§ **Work order**
Please restate the records that follow exactly, skipping their images.
[Start of section]
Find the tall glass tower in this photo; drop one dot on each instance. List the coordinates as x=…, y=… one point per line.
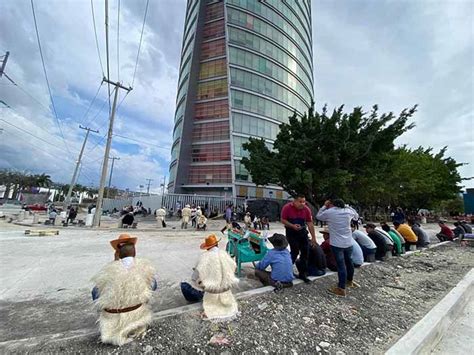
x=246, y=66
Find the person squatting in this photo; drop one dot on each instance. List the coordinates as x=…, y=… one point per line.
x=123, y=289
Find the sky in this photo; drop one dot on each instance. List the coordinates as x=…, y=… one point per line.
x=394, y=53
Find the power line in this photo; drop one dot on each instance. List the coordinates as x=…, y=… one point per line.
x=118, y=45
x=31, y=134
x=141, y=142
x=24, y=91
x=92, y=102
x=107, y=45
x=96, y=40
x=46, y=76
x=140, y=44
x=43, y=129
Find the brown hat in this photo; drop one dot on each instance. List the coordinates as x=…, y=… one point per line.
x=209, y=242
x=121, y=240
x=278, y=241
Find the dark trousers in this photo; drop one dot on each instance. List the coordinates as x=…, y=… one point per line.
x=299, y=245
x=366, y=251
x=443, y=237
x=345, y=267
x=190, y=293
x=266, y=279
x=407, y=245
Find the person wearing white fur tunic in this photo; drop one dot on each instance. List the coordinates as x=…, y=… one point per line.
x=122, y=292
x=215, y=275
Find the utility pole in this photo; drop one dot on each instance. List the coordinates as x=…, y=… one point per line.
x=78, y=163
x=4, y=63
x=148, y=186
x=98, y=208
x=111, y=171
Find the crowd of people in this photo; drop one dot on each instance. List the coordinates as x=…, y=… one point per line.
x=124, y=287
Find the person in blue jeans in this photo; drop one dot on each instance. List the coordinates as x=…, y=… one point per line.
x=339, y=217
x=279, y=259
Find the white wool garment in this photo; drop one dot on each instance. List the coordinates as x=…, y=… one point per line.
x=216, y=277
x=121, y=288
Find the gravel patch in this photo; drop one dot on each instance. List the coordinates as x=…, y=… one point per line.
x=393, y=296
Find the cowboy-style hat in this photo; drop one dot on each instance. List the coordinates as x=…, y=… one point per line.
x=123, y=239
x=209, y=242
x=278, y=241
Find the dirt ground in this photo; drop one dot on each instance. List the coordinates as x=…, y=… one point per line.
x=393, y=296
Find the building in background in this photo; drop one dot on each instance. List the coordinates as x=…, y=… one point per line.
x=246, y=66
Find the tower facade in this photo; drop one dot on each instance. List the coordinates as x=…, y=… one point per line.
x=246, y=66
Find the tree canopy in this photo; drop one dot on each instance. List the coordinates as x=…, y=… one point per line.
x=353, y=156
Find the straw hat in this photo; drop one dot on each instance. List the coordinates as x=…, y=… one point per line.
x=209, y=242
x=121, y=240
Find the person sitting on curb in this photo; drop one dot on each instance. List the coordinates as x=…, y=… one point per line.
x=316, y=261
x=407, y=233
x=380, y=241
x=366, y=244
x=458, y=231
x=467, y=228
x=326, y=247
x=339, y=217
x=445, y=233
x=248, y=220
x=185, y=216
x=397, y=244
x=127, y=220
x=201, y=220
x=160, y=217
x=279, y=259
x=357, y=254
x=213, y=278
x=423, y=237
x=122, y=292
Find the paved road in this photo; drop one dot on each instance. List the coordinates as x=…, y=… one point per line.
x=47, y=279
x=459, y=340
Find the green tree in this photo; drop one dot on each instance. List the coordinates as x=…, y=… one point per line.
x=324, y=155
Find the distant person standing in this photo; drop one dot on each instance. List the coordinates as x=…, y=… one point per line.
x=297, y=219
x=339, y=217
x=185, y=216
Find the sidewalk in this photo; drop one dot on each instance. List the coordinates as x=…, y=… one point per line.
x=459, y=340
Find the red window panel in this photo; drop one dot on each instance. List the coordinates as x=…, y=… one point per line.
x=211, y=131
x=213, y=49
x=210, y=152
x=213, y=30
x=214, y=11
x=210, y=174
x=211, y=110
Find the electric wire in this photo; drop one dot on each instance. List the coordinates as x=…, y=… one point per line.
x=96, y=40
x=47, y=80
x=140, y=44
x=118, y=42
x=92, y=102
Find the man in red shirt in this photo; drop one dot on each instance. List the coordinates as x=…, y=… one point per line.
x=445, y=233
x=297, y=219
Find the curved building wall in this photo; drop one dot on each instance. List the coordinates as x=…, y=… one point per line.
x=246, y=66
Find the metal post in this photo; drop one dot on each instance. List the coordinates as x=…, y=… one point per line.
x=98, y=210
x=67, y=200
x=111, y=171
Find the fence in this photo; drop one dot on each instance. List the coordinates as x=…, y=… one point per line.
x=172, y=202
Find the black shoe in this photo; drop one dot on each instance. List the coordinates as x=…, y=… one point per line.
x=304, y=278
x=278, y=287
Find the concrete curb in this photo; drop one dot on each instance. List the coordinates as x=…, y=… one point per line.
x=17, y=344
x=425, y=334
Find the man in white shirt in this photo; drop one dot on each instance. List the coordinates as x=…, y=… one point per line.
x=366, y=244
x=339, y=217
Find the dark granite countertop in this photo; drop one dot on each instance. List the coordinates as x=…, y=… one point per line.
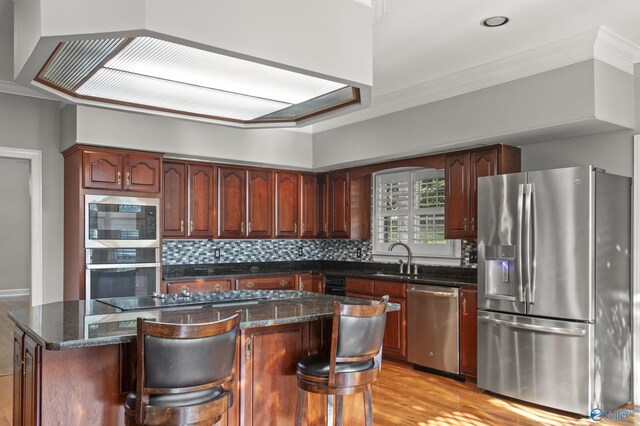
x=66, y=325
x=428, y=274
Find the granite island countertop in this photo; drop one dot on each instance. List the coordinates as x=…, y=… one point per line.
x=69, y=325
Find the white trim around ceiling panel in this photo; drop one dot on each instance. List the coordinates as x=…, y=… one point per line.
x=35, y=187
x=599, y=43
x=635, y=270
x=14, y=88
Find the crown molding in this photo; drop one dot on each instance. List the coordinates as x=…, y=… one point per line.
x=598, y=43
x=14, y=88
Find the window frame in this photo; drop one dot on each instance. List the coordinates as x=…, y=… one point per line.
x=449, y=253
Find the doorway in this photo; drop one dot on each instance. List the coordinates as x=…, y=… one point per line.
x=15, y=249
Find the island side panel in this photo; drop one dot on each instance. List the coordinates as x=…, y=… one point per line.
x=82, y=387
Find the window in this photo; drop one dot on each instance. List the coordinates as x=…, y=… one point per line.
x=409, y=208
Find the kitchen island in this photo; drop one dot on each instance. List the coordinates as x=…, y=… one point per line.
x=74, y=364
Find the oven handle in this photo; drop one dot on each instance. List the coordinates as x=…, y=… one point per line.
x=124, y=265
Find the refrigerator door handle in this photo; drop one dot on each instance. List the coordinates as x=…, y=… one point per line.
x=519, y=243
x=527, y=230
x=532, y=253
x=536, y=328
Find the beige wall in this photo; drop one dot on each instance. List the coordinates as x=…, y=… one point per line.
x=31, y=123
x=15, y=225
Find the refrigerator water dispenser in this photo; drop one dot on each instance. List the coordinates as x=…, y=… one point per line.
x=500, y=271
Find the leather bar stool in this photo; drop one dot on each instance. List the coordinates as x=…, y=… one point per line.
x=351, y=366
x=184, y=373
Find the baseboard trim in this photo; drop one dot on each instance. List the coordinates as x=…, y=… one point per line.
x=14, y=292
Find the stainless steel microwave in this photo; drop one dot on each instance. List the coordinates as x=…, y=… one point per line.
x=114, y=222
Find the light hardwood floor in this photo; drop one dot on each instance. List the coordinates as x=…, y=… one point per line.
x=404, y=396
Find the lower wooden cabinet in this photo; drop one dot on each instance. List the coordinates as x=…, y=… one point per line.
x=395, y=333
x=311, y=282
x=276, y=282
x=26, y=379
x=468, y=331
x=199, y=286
[End of section]
§ **Task response**
Find the tall glass tower in this photo; drop one dot on each instance. List the coordinates as x=…, y=… one point per line.
x=246, y=66
Find the person squatting in this photo; drop one dot on each instance. List the coordinates as x=…, y=… one point per line.
x=123, y=289
Find the sky in this photo; drop one dot on each instance. List the coordinates as x=…, y=… one point per line.
x=394, y=53
Find the power line in this photo; drop one dot on each instance. List the coordinates as x=…, y=… one point per line.
x=118, y=45
x=31, y=134
x=141, y=142
x=24, y=91
x=92, y=102
x=107, y=45
x=96, y=40
x=46, y=76
x=140, y=44
x=43, y=129
Find the brown hat in this photo; drop one dot on each instance. List the coordinates as x=…, y=… one point per line.
x=209, y=242
x=121, y=240
x=278, y=241
Find the dark trousers in this photo; drop one dot on each instance. List the coordinates as x=…, y=… one point per line.
x=299, y=245
x=366, y=251
x=443, y=237
x=345, y=267
x=190, y=293
x=266, y=279
x=407, y=245
Find the person wearing white fur tunic in this photo; drop one dot on each instance. List the coordinates as x=…, y=… one point per line.
x=122, y=292
x=215, y=275
Find the utility pole in this photo; drop one dot on each instance. List the coordinates as x=…, y=… one point per line.
x=78, y=163
x=4, y=63
x=148, y=186
x=98, y=208
x=111, y=171
Find the crowd of people in this photo; drop one dot on each instance. List the coordinates as x=…, y=… one point per line.
x=124, y=287
Find the person in blue jeans in this photo; drop one dot on each instance. List the coordinates as x=…, y=… one point per line.
x=339, y=217
x=279, y=259
Find the white wool garment in this photo; drop one dot on each instance. List the coordinates as x=…, y=… one point per line.
x=216, y=277
x=121, y=288
Find the gravel patch in this photo; drop one dot on each instance. List the coordinates as x=…, y=… one point per line.
x=393, y=296
Find the cowboy-style hat in this photo; drop one dot on each instance. List the coordinates as x=…, y=… one point per line.
x=123, y=239
x=209, y=242
x=278, y=241
Find the dirt ground in this photo; drop one dot on each instance. List the coordinates as x=…, y=… one point per line.
x=393, y=296
Find the building in background in this photo; drop one dot on each instance. List the coordinates as x=…, y=… one point per line.
x=246, y=66
Find the tower facade in this photo; drop one dot on each instance. List the coordinates as x=…, y=… one point per line.
x=246, y=66
Find the tree canopy in this photo; drop one dot on each instance. List the coordinates as x=…, y=… one point per line.
x=353, y=156
Find the straw hat in this photo; drop one dot on each instance. List the coordinates as x=…, y=… one point per line.
x=209, y=242
x=121, y=240
Find the person sitting on curb in this photo; drop one dot on each instance. List the coordinates as x=…, y=… one point per line.
x=316, y=261
x=407, y=233
x=380, y=241
x=366, y=244
x=458, y=231
x=467, y=228
x=326, y=247
x=339, y=217
x=445, y=233
x=248, y=220
x=185, y=216
x=397, y=244
x=127, y=220
x=201, y=220
x=160, y=217
x=279, y=259
x=357, y=254
x=213, y=278
x=423, y=237
x=122, y=292
Find the paved road in this photo; drop one dot on each instance. List the coordinates as x=…, y=… one point per line.
x=47, y=279
x=459, y=340
Find the green tree in this photo; drop one dot on each instance. List the coordinates as x=…, y=… one point per line.
x=324, y=155
Find the distant person standing in this photo; drop one dot on each instance. List the coordinates as x=…, y=… one point per line.
x=297, y=219
x=339, y=217
x=185, y=216
Find the sidewalk in this photo; drop one dot on each instance. List the coordinates as x=…, y=… one point per line.
x=459, y=340
Find the red window panel in this photo; drop one dot on each instance. List the coordinates as x=…, y=… one point per line.
x=211, y=131
x=213, y=49
x=210, y=152
x=213, y=30
x=214, y=11
x=210, y=174
x=211, y=110
Find the electric wire in this photo; drop one dot on each instance. List the coordinates as x=…, y=… one point per line.
x=96, y=40
x=47, y=80
x=140, y=44
x=118, y=42
x=92, y=102
Find the man in red shirt in this photo; drop one dot on each instance. List the coordinates as x=…, y=… one point per line.
x=445, y=233
x=297, y=219
Find the curved building wall in this photo; drop one dot on each instance. List the coordinates as x=…, y=… one point per line.
x=246, y=66
Find the metal post in this photo; drop one dot on each instance. List the coordinates as x=…, y=… one point per line.
x=98, y=210
x=67, y=200
x=111, y=171
Find the fence in this photo; drop one dot on each instance. List the coordinates as x=…, y=… one point per line.
x=172, y=202
Find the black shoe in this photo; drop one dot on each instance. List the coordinates as x=…, y=… one point per line.
x=304, y=278
x=278, y=287
Find the concrete curb in this photo; drop one dot on each instance. List the coordinates as x=…, y=… one point per line.
x=17, y=344
x=425, y=334
Find the man in white shirt in this photo; drop one dot on each instance. List the coordinates as x=…, y=… one point per line.
x=366, y=244
x=339, y=217
Find the dark granite countertop in this photo; drop one dot on each instance. List the coordinates as x=…, y=… one point per line.
x=66, y=325
x=428, y=274
Find the granite island countertop in this photo; drop one dot on each instance. List the coordinates as x=…, y=… one point per line.
x=69, y=325
Find the white trim around ceiling panel in this photo; drop one dot on each instance. List the coordinates as x=…, y=… one point per line.
x=35, y=187
x=599, y=43
x=635, y=270
x=14, y=88
Find the crown molding in this photo; drop one dot on each instance. List the coordinates as x=…, y=… one point per line.
x=598, y=43
x=14, y=88
Find the window frame in this photo; drop one dot on each instance. List the coordinates as x=…, y=… one point per line.
x=449, y=253
Find the doorway in this photo; drop one dot on each instance. List the coordinates as x=…, y=… one point per line.
x=15, y=249
Find the island side panel in this photo; drop one dot on each instance. List the coordinates as x=…, y=… one point per line.
x=82, y=387
Find the window in this photo; drop one dot on each instance. List the coordinates as x=…, y=… one point per line.
x=409, y=208
Find the kitchen island in this photo; drop one dot on each instance. List the coordinates as x=…, y=… one point per line.
x=74, y=364
Find the oven handle in this photo; drop one dot on each instance. List the coordinates as x=…, y=… one point per line.
x=124, y=265
Find the refrigerator door handle in this photo; drop one dot on each instance. List the coordinates as x=…, y=… one point per line.
x=519, y=243
x=527, y=230
x=532, y=253
x=536, y=328
Find the beige wall in this photo; drop one dot on each instance. List the coordinates as x=…, y=… one point per line.
x=31, y=123
x=15, y=225
Find the refrigerator water dispenser in this photo; drop one dot on each instance. List the coordinates as x=…, y=… one point per line.
x=500, y=271
Find the leather bar stool in this photo; drop one dot on each instance. List the coordinates as x=…, y=… one point per line.
x=351, y=366
x=184, y=373
Find the baseboard trim in this photo; drop one dot on each instance. List the coordinates as x=…, y=… one point per line.
x=14, y=292
Find the stainless steel microwave in this photo; drop one dot on each instance. List the coordinates as x=…, y=… one point per line.
x=114, y=222
Find the light hardwood floor in this photo; drop one dot on each instance. List the coordinates as x=…, y=… one point per line.
x=404, y=396
Find the lower wooden cabinet in this photo; drop one dot on each instance. List the coordinates as x=…, y=… one point per line.
x=395, y=333
x=311, y=282
x=276, y=282
x=26, y=379
x=468, y=331
x=199, y=286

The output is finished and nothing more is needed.